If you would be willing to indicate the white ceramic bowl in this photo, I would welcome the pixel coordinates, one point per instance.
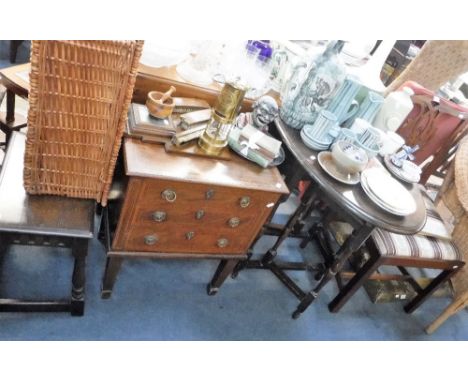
(348, 157)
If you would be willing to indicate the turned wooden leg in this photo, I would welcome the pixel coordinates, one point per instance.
(456, 306)
(79, 251)
(430, 289)
(354, 284)
(224, 269)
(306, 202)
(351, 245)
(113, 264)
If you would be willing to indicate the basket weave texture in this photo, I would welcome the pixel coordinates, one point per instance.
(78, 102)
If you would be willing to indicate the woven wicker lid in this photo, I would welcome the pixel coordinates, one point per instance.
(461, 173)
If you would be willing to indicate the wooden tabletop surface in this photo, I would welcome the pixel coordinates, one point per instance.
(151, 160)
(352, 198)
(38, 214)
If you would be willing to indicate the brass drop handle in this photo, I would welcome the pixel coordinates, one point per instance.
(233, 222)
(151, 239)
(222, 242)
(244, 201)
(169, 195)
(159, 216)
(209, 194)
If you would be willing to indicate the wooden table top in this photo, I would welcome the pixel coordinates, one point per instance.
(352, 198)
(151, 160)
(38, 214)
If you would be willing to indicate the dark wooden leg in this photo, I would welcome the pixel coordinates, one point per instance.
(354, 284)
(14, 45)
(113, 264)
(224, 269)
(10, 108)
(352, 244)
(306, 202)
(79, 250)
(430, 289)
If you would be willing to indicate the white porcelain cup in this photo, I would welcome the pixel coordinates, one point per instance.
(391, 143)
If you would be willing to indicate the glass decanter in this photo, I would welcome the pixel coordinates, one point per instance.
(325, 76)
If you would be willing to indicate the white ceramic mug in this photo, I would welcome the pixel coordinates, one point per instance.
(391, 143)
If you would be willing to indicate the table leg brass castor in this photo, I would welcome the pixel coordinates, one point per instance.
(296, 315)
(211, 290)
(234, 274)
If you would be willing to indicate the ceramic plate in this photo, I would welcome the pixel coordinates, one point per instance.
(390, 193)
(276, 162)
(313, 144)
(328, 165)
(377, 201)
(400, 173)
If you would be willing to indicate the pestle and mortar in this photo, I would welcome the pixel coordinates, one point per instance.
(160, 105)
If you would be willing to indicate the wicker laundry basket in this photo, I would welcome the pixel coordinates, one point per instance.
(78, 102)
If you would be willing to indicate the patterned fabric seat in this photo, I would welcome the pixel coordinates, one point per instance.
(392, 244)
(432, 242)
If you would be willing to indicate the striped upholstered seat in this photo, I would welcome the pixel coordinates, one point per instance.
(392, 244)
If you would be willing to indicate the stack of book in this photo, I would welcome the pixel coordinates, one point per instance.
(188, 113)
(143, 125)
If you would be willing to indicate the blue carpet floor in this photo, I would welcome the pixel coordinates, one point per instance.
(166, 300)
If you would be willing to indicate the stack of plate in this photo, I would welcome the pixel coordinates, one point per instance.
(314, 143)
(387, 192)
(412, 176)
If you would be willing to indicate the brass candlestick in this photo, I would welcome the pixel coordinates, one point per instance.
(223, 115)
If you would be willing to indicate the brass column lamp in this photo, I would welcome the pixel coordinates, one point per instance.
(223, 116)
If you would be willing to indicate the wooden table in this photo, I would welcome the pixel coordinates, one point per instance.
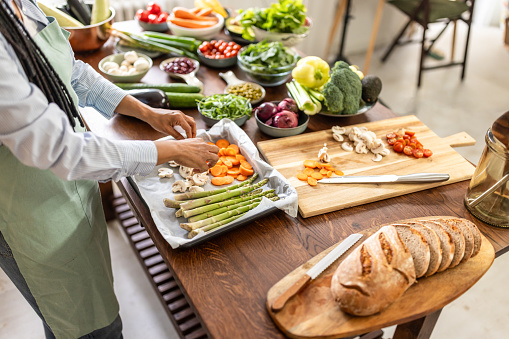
(226, 279)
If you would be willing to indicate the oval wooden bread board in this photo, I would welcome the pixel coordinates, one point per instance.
(313, 313)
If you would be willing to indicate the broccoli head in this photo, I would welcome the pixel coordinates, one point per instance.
(343, 91)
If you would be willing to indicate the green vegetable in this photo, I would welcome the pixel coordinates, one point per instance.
(343, 91)
(219, 106)
(183, 100)
(285, 16)
(170, 87)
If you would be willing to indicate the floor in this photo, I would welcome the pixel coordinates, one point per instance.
(445, 104)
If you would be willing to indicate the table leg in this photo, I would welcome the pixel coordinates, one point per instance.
(418, 329)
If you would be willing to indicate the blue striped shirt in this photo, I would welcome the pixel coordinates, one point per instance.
(38, 133)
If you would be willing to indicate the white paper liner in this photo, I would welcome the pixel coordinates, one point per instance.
(154, 189)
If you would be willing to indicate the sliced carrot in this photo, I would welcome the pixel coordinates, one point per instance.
(317, 176)
(235, 147)
(308, 171)
(246, 171)
(302, 176)
(310, 163)
(222, 143)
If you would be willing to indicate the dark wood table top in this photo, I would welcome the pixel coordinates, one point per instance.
(227, 278)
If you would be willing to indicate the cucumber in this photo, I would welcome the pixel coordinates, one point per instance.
(184, 100)
(171, 87)
(100, 11)
(63, 19)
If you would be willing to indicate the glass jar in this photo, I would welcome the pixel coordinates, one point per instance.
(487, 197)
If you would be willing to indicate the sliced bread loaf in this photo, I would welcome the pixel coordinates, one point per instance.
(457, 237)
(418, 246)
(434, 246)
(446, 243)
(467, 234)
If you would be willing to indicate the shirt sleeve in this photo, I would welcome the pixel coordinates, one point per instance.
(38, 133)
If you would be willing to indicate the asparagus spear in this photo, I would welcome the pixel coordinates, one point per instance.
(227, 208)
(196, 195)
(233, 201)
(221, 196)
(216, 225)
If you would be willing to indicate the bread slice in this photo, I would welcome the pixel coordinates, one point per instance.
(418, 246)
(374, 275)
(446, 243)
(457, 237)
(467, 234)
(434, 246)
(476, 234)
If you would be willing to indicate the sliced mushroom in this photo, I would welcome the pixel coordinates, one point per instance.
(165, 172)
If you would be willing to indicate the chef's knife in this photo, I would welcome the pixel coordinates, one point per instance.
(391, 178)
(315, 271)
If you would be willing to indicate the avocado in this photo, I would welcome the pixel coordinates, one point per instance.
(371, 88)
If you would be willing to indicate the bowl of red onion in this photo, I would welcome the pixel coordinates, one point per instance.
(280, 118)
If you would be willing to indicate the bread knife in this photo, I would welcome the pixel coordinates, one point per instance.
(315, 271)
(375, 179)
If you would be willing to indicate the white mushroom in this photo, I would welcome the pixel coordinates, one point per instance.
(200, 179)
(165, 172)
(180, 186)
(196, 189)
(347, 146)
(185, 172)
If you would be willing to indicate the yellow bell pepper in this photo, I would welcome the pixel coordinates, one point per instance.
(311, 72)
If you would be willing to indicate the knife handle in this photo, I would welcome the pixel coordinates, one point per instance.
(280, 301)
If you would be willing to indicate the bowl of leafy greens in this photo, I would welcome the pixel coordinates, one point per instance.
(219, 106)
(267, 63)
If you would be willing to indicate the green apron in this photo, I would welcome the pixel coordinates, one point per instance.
(56, 228)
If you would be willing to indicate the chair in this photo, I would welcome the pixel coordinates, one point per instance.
(425, 12)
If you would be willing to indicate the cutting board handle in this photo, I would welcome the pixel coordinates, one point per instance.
(460, 139)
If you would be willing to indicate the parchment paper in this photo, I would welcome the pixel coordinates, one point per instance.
(154, 189)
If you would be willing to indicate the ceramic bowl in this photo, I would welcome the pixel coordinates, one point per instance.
(92, 37)
(118, 58)
(198, 33)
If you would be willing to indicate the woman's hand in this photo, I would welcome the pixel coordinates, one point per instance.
(193, 152)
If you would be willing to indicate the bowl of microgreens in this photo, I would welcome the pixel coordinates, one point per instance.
(267, 63)
(219, 106)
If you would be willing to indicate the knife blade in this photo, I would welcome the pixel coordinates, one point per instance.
(315, 271)
(390, 178)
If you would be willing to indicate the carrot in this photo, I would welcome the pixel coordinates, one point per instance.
(184, 13)
(241, 177)
(191, 23)
(317, 176)
(222, 143)
(308, 171)
(302, 176)
(310, 163)
(246, 171)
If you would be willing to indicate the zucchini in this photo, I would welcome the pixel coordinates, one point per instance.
(171, 87)
(184, 100)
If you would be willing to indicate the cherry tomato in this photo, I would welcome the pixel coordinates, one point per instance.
(153, 8)
(427, 153)
(398, 147)
(418, 153)
(408, 150)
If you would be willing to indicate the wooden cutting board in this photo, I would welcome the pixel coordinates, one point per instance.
(287, 155)
(313, 313)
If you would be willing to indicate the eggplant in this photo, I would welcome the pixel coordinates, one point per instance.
(152, 97)
(80, 11)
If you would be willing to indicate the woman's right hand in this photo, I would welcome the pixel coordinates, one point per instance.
(192, 152)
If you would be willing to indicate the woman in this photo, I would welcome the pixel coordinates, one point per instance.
(53, 239)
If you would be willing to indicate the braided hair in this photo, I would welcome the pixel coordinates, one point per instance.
(35, 64)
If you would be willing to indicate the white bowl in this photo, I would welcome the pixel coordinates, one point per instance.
(199, 33)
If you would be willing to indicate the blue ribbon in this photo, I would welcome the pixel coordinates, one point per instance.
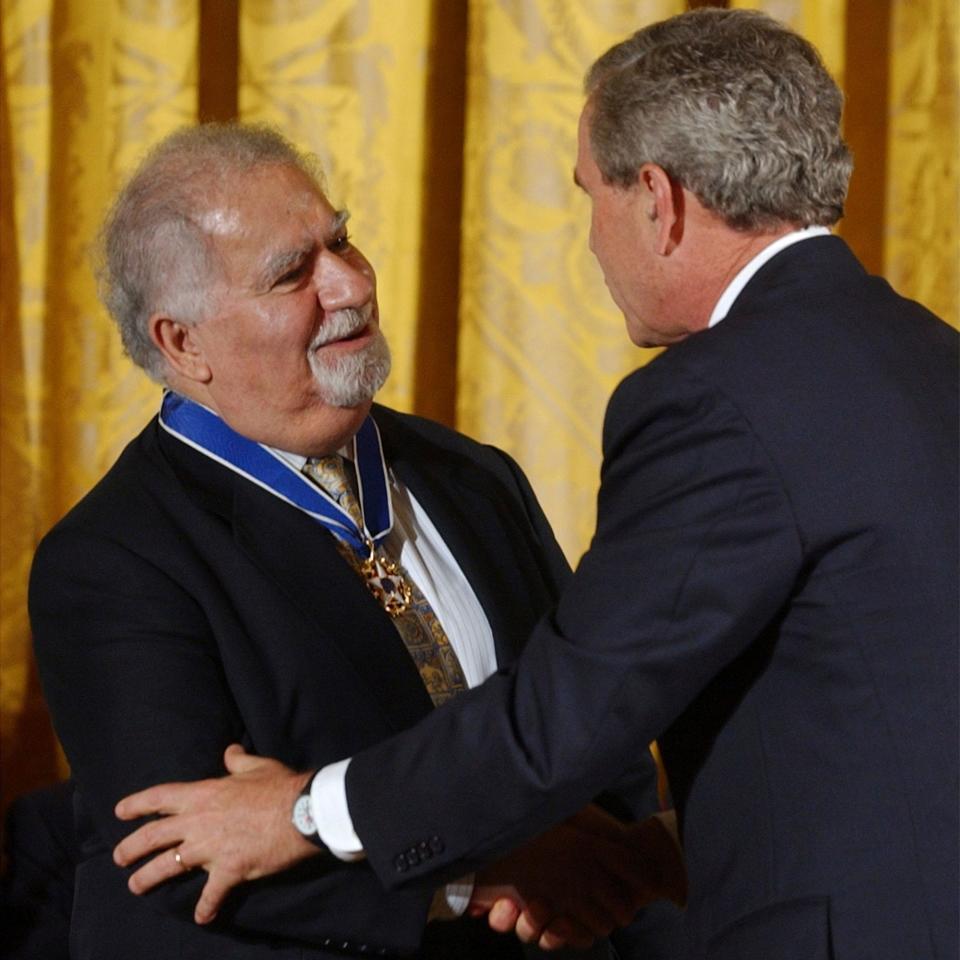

• • • • •

Exercise brief:
State how many lines of the material above contain the word "stack". Give only the number.

Response below:
2